◆ **Text block**
——————

On this sixty-sixth National Day of Prayer, we set aside time to pray for our nation and give thanks that we live in a country where we can freely and openly pray and assemble for worship. We also reflect on why Christians pray and learn to be more confident as we approach God in prayer, despite our doubts and insecurities.
Many Christians know that Scripture urges us—actually, commands us—to “pray without ceasing” (1 Thessalonians 5:17) and to do so “in faith, with no doubting” (James 1:6). But all too often, praying “in faith, with no doubting” seems to be easier said than done, for our insecurities often get the best of us: How could I, as sinful as I am, dare to approach God with my prayers? Why would the God of the universe listen to me? What if He says no? Am I praying for the right things? How do I know what to pray for? Am I praying in the right way?
Thankfully, God’s Word doesn’t leave us to our own devices when it comes to prayer. It tells us how we are to pray. In this post, we’ll explore the prayers of Moses, Daniel, and the apostle Paul, as well as the most famous prayer of all, the Lord’s Prayer, to discover not only how we are to pray, but also how we can pray with confidence that God will hear and answer us.
Pray like Moses
While Moses is on Mount Sinai, God tells him about the golden calf, threatening to destroy the idolatrous Israelites and raise up Moses’ descendants to take their place. So, Moses prays: “O LORD, why does Your wrath burn hot against Your people, whom You have brought out of the land of Egypt with great power and with a mighty hand? Why should the Egyptians say, ‘With evil intent did He bring them out, to kill them in the mountains and to consume them from the face of the earth’? Turn from Your burning anger and relent from this disaster against Your people. Remember Abraham, Isaac, and Israel, Your servants, to whom You swore by Your own self, and said to them, ‘I will multiply your offspring as the stars of heaven, and all this land that I have promised I will give to your offspring, and they shall inherit it forever’” (Exodus 32:11–13).
God’s response to Moses: “And the LORD relented from the disaster that He had spoken of bringing on His people” (32:14).

——————

◆ **Problem set**
1. In the National Day of Prayer post, why does praying "in faith, with no doubting" often seem easier said than done? Answer in one to three sentences.
2. Carry the National Day of Prayer post forward from its last sentence.
The lines that come next have no role in this work.

◆ **Extracted information**
——————

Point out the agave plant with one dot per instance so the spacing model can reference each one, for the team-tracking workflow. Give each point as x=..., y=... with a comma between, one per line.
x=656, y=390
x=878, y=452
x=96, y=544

——————

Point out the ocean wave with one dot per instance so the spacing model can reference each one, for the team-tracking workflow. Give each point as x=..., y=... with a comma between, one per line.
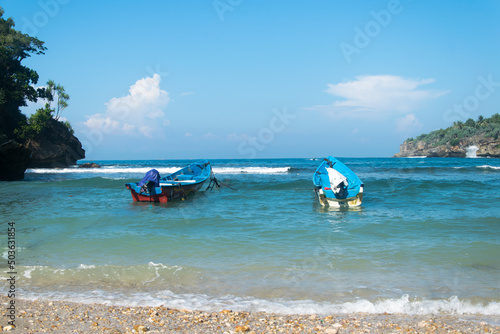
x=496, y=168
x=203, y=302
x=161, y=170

——————

◆ **Answers in order**
1. Our insecurities often get the best of us. We wonder how someone as sinful as we are could dare to approach God and why the God of the universe would listen. We also worry about what happens if He says no and whether we are praying for the right things in the right way.

2.
What we can learn from Moses’ prayer: The Israelites certainly did not deserve God’s forgiveness, so Moses doesn’t appeal to God on the basis of their works. Instead, he appeals to God’s reputation among the nations. If God wipes out the Israelites, won’t the Egyptians think He is a God who loves evil and destruction? Remember that God’s reputation is important to Him—not because He is egotistical, but because He wants all people to call on Him and be saved. Finally, Moses brought God’s promises into his prayer. God promised to raise a nation from Abraham, Isaac, and Jacob—would He now break His promise? When we pray, we can hold God to His promises—when we remind Him of His promises, we also remind ourselves and find great hope and confidence in those promises.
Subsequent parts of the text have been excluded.